---- Exercise inputs
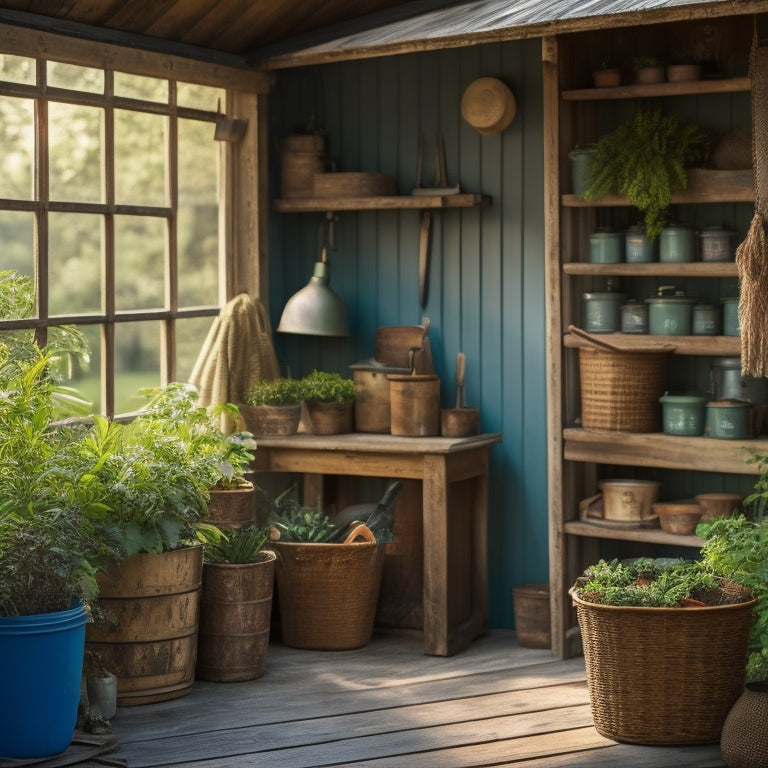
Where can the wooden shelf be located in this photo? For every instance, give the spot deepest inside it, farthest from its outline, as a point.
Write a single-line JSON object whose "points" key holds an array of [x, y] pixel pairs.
{"points": [[413, 202], [654, 269], [649, 535], [715, 346], [656, 90], [700, 454]]}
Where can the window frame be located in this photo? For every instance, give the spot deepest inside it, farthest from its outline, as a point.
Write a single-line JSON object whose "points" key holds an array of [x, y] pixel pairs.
{"points": [[242, 189]]}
--------
- [Short task]:
Render the entries above as a JSON list of strings, one string per line, with blank lines left out and the pictures omitted.

- [Solution]:
[
  "Where can the wooden shelf be located in this photo? For every instance, give the spot deepest inside it, farthest from its outline, as a point.",
  "Write a single-line JSON object whose \"points\" key holds an array of [x, y] pixel pairs.",
  "{\"points\": [[413, 202], [654, 269], [649, 535], [715, 346], [656, 90], [700, 454]]}",
  "Where can the window frame be located in this photo? For every instance, give the spot deepest inside it, farthest from its outline, as a point.",
  "Write a single-line JSON object whose \"points\" key holds an array of [x, y] pixel pairs.",
  "{\"points\": [[242, 189]]}"
]